=== Section Start ===

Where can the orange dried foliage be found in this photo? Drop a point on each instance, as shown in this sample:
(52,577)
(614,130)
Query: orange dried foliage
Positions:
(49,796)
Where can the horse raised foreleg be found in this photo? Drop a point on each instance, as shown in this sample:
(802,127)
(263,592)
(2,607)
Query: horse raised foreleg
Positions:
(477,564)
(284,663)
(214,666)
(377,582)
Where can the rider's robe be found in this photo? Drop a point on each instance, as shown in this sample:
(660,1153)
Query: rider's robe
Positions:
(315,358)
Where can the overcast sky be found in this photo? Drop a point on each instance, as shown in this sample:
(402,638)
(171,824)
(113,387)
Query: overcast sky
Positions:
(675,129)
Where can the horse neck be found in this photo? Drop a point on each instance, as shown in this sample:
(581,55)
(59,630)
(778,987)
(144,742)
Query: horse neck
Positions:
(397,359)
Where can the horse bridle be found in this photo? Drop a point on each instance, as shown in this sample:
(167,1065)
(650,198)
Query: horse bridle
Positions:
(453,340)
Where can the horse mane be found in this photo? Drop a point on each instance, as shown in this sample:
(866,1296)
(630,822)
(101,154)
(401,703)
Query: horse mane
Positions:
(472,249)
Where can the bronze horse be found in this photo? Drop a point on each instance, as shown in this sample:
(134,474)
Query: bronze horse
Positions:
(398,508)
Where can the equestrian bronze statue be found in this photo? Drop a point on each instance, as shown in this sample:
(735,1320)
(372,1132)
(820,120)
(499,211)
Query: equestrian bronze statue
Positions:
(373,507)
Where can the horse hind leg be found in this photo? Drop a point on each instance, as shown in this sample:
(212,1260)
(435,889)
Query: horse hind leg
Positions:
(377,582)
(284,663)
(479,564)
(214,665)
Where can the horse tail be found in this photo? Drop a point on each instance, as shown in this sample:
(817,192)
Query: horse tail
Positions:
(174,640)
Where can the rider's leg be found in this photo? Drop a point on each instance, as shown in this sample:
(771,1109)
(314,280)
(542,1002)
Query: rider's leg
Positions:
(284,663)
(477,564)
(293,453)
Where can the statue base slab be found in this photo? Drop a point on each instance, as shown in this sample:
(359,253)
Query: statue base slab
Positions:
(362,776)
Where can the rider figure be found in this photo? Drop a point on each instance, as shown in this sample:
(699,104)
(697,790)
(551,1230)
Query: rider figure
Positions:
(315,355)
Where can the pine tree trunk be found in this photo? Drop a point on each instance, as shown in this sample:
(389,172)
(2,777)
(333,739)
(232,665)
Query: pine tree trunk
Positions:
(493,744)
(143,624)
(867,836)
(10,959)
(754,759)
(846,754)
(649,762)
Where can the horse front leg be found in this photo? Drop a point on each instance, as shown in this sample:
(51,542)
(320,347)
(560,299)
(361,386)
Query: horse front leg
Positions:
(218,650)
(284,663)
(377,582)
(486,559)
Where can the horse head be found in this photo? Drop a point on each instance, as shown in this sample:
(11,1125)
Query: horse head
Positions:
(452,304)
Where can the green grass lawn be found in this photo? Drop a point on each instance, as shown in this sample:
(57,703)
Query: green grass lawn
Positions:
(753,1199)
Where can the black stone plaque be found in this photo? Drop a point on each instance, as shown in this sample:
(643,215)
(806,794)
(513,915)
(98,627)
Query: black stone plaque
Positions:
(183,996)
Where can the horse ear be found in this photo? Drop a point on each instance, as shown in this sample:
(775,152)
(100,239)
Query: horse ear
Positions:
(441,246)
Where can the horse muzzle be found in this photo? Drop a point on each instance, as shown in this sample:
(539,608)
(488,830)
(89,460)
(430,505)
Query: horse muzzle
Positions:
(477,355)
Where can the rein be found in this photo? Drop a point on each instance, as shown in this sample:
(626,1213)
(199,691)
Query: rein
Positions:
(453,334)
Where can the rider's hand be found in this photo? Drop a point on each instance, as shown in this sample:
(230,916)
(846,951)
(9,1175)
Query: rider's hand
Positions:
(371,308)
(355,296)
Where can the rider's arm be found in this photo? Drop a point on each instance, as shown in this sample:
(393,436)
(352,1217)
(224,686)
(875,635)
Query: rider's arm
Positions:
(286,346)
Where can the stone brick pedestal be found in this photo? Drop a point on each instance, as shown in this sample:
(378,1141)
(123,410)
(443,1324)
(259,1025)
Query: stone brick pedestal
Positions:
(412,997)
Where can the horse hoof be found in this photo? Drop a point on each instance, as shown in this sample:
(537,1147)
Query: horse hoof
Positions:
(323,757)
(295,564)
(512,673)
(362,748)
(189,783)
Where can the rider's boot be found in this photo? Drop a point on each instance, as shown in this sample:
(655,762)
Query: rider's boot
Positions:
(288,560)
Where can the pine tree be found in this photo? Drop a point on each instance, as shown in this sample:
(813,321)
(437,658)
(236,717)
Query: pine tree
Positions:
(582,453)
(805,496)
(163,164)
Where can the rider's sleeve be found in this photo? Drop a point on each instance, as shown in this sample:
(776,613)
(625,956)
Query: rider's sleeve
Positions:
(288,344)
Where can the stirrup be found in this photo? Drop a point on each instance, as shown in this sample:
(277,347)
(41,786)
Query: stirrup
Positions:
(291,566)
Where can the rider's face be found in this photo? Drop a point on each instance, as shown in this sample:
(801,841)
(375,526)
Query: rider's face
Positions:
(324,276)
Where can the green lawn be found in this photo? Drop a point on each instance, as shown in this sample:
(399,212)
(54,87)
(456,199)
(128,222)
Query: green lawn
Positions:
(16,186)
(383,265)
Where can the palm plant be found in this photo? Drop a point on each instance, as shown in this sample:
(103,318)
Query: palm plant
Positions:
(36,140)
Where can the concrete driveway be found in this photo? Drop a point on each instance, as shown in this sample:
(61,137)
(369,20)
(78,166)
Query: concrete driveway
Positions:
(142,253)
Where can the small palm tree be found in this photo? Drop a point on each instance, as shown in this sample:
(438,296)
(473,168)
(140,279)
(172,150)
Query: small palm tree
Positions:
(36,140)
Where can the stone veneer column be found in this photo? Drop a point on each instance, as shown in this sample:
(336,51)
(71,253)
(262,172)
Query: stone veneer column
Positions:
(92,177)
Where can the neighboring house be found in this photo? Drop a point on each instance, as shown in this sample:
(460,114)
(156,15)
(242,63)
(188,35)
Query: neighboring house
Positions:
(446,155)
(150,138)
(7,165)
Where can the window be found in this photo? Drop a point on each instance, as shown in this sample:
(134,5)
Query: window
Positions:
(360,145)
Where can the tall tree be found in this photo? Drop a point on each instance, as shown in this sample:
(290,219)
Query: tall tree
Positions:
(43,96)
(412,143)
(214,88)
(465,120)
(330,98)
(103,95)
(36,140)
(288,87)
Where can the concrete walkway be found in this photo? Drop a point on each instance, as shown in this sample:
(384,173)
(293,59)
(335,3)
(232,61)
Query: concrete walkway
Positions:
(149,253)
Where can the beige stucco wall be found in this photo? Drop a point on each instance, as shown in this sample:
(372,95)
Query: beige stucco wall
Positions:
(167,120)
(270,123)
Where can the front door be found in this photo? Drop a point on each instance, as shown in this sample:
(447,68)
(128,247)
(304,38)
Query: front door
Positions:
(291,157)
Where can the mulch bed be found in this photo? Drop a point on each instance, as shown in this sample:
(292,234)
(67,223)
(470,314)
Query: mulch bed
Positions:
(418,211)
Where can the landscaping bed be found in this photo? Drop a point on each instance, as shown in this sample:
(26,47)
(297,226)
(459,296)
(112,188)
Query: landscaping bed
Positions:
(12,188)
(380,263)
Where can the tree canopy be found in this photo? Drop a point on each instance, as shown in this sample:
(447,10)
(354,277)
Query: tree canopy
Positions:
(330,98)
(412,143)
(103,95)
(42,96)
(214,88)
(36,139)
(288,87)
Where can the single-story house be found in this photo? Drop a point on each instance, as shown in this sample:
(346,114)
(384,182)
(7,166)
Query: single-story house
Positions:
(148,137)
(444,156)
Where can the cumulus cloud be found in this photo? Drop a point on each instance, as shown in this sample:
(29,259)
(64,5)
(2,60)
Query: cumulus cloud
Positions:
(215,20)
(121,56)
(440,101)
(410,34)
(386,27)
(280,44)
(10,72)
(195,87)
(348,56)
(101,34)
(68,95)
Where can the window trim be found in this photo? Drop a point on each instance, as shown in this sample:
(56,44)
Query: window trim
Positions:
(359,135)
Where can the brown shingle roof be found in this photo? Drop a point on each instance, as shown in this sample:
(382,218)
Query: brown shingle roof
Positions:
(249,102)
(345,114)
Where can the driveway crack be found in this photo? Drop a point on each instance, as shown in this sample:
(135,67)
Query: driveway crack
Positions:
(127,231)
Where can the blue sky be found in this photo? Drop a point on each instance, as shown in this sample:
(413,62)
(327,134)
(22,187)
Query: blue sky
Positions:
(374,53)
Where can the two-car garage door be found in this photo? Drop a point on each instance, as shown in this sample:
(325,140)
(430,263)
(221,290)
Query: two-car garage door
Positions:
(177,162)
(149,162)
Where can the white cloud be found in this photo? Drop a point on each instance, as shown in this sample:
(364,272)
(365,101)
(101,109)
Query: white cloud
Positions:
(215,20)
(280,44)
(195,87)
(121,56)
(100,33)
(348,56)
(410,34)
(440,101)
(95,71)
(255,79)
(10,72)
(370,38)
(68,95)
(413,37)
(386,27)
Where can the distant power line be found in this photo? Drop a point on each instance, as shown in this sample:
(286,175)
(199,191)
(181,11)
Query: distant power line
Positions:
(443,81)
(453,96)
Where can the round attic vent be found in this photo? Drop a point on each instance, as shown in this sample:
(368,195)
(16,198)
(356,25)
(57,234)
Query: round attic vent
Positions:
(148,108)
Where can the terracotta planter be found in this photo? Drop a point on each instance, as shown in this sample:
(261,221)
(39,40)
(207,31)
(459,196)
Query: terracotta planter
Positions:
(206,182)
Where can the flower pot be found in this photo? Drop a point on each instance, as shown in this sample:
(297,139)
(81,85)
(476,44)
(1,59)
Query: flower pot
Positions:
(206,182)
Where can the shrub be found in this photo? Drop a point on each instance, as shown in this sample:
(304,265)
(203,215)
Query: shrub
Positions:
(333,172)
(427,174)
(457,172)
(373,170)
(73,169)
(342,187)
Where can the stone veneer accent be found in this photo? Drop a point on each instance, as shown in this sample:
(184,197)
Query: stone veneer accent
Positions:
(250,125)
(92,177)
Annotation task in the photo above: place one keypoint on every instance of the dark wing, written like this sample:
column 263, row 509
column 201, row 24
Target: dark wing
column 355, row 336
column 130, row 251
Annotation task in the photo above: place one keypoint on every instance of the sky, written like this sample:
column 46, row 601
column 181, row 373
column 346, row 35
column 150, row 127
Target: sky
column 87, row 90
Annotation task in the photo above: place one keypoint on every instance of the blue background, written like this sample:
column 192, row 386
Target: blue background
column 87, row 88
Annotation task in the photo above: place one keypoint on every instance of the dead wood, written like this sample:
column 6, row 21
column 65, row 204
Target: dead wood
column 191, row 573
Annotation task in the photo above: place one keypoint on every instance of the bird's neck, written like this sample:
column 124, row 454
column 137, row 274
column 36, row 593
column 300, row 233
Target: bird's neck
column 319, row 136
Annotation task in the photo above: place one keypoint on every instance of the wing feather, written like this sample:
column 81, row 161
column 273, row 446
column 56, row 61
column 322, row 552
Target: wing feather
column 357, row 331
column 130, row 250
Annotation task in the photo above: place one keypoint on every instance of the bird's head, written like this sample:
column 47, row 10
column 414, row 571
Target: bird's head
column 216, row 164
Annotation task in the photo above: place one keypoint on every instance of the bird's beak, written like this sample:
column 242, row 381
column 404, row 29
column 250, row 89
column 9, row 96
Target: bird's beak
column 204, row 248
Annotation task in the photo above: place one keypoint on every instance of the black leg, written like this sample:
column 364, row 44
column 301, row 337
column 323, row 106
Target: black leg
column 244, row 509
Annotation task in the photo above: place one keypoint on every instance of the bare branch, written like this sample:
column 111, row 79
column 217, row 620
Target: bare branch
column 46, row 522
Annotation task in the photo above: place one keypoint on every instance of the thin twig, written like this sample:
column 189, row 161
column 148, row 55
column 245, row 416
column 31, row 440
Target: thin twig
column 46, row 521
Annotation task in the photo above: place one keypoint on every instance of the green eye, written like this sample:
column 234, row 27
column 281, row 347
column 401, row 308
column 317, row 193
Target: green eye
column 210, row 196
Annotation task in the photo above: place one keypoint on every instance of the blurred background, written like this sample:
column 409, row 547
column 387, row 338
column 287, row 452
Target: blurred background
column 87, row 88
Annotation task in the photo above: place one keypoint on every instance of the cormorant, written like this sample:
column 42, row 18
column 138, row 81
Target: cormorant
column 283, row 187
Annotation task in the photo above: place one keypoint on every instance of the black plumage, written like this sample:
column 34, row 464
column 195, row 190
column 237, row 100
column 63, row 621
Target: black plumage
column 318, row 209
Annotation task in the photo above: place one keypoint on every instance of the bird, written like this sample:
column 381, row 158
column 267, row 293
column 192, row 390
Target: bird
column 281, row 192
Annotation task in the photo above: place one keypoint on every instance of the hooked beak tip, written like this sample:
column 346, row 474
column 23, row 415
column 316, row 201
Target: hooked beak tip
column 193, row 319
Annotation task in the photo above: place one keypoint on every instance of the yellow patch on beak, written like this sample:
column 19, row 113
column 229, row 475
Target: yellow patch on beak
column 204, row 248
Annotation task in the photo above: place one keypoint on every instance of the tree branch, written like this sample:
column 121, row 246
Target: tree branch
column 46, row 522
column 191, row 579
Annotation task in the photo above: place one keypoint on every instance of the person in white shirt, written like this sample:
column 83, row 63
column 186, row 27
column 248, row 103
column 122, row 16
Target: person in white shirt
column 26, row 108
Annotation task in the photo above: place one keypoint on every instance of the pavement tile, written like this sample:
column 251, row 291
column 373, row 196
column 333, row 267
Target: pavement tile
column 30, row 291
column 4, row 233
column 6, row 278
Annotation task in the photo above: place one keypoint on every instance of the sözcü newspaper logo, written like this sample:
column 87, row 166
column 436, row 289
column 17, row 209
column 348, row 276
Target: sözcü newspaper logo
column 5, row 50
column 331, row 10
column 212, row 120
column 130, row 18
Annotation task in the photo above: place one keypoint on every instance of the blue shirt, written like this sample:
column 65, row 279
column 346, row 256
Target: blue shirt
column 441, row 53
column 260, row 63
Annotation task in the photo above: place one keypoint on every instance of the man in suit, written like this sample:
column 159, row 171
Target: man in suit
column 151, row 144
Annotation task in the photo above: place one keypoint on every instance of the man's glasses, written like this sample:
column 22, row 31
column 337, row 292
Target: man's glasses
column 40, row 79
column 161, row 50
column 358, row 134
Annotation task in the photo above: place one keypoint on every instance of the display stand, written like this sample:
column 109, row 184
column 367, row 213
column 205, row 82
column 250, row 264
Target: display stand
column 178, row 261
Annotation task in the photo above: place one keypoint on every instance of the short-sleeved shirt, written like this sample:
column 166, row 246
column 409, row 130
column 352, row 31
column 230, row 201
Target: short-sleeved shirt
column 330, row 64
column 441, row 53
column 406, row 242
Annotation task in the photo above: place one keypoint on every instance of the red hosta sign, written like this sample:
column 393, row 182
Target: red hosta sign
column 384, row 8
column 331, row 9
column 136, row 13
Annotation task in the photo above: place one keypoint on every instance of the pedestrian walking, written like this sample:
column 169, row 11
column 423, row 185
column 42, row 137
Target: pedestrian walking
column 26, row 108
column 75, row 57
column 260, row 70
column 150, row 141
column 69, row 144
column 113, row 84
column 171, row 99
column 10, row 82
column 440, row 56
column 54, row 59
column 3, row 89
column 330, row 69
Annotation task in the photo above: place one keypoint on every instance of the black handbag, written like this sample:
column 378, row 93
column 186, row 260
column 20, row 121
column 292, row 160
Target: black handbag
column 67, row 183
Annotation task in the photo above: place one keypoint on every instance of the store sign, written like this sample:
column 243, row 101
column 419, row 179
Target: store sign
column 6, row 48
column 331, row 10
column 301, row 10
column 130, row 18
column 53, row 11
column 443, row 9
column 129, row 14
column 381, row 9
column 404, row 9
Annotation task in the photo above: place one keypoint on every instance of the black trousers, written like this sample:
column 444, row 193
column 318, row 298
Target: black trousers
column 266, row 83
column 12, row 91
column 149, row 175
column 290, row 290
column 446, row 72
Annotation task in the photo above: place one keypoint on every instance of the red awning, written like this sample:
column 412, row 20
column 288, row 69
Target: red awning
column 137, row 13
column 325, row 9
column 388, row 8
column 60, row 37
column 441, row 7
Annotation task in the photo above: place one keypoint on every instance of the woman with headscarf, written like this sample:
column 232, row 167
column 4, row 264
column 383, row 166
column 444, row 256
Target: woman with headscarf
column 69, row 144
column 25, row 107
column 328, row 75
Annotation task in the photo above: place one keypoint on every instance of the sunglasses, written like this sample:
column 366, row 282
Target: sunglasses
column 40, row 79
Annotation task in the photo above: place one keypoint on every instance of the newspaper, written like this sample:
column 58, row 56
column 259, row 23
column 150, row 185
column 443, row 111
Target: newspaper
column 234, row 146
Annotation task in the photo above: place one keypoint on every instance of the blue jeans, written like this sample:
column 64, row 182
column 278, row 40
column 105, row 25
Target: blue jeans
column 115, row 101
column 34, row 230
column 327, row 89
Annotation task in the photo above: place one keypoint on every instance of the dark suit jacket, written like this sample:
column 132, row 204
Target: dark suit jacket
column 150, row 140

=== Section End ===

What is being asked -> From the entries above, copy every line where the word "lawn" shows up.

Written response ->
Where can the green grass lawn be found in this photo? Drop a point on each instance, as shown in this sample:
Query: green grass lawn
Where can the green lawn be found in this photo? Drop a point on each instance, as shown in this sample:
Query: green lawn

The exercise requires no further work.